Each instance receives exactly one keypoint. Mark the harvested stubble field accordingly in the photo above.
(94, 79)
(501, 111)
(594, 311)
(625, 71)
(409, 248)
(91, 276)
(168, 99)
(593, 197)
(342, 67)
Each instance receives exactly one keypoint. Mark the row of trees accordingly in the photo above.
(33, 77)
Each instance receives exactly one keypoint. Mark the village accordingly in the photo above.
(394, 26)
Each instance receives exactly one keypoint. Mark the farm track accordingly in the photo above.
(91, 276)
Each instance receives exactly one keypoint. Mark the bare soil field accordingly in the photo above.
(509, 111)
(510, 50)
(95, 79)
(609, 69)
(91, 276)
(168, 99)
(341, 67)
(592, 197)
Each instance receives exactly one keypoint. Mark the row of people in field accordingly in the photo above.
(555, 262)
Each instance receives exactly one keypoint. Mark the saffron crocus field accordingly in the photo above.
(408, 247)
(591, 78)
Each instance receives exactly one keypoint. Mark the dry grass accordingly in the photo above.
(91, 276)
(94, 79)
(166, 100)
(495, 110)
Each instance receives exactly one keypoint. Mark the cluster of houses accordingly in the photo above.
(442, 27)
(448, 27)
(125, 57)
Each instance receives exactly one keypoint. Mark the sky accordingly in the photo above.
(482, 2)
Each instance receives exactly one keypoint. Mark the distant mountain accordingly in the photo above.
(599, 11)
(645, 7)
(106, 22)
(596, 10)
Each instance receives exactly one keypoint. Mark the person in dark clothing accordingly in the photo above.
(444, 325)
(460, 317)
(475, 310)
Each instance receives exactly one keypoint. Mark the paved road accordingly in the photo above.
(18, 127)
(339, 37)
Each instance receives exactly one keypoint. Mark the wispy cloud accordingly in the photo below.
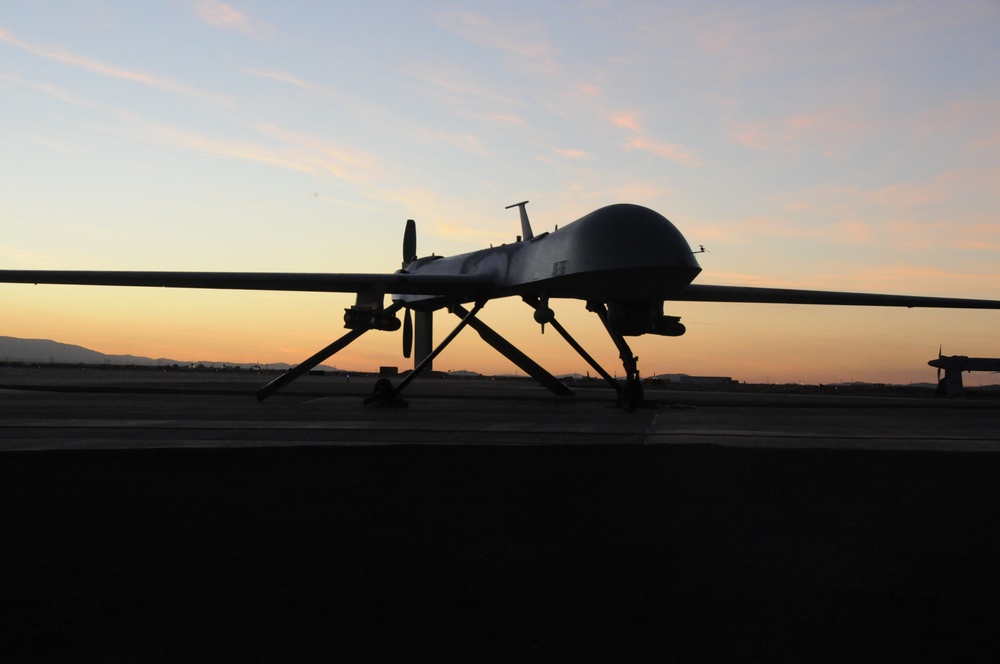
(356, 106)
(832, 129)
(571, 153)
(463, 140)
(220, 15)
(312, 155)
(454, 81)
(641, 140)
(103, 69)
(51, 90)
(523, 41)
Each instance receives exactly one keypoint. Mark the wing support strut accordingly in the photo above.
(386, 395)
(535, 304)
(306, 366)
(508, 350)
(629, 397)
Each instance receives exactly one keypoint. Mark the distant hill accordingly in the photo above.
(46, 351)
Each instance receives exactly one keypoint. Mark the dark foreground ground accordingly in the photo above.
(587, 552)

EXERCISE
The complete set of records should be written out again, pictures excluded.

FINISHED TASK
Each instance receives exactly one keypoint. Mark the harvested stubble field accordingly in the photo above.
(94, 79)
(501, 111)
(594, 311)
(625, 71)
(409, 248)
(91, 276)
(168, 99)
(593, 197)
(342, 67)
Each instance receives exactly one keypoint. Mark the row of trees accordingly in the photo above.
(33, 77)
Each instance receives exactly one keypoint. Mark the village accordingly in the photo above.
(394, 26)
Each instance receives exactly one keypoint. Mark the farm track accordingly in the photo above.
(91, 276)
Each instance receives exactly one keypoint. Mark the bare soil field accordingly in the photo above.
(509, 111)
(510, 50)
(95, 79)
(609, 69)
(91, 276)
(168, 99)
(341, 67)
(592, 197)
Each instance receives exactly one keypoint. Mark the row of people in field accordingly in the photo above.
(555, 262)
Each instance receives exactly one keypoint. Mark the saffron crocus field accordingly in the photo above.
(408, 247)
(591, 78)
Each instance receives exactly one keypoint. Mark the dry grass accordingly in the photo above.
(91, 276)
(94, 79)
(166, 100)
(495, 110)
Each instance receives exactly one keypoint. Mark the cluster of houses accordingly in the photo above.
(442, 27)
(448, 27)
(125, 57)
Each instance receives exactly one keypoint. Mark the sky accordingly in the photo above.
(482, 2)
Each instance receives exactly one keypoint. Mark the distant mountain accordingly in the photo above.
(599, 11)
(645, 7)
(106, 22)
(596, 10)
Each instance receives exactly one keypoint. Mark the person in dark clothing accordingly in the photo above.
(444, 325)
(460, 317)
(475, 310)
Each instance receives exactly one keypoint. Mark the paved road accordingly in the photo above.
(18, 127)
(339, 37)
Each instance receives exactly one keypoint. Mark the wispy cloud accordingly in the photo below.
(356, 106)
(832, 129)
(571, 153)
(463, 140)
(220, 15)
(312, 155)
(454, 81)
(641, 140)
(103, 69)
(51, 90)
(523, 41)
Each instance receives exactly one keypoint. Mark the wing support strut accordingly in the photo above.
(386, 395)
(535, 304)
(306, 366)
(508, 350)
(629, 397)
Each instance receives exactly one keypoint. Mark the distant hill accordingly in the photo above.
(46, 351)
Each instance receives exactly one keypoint. Mark the dark foreground ground accordingly in the photo above.
(587, 552)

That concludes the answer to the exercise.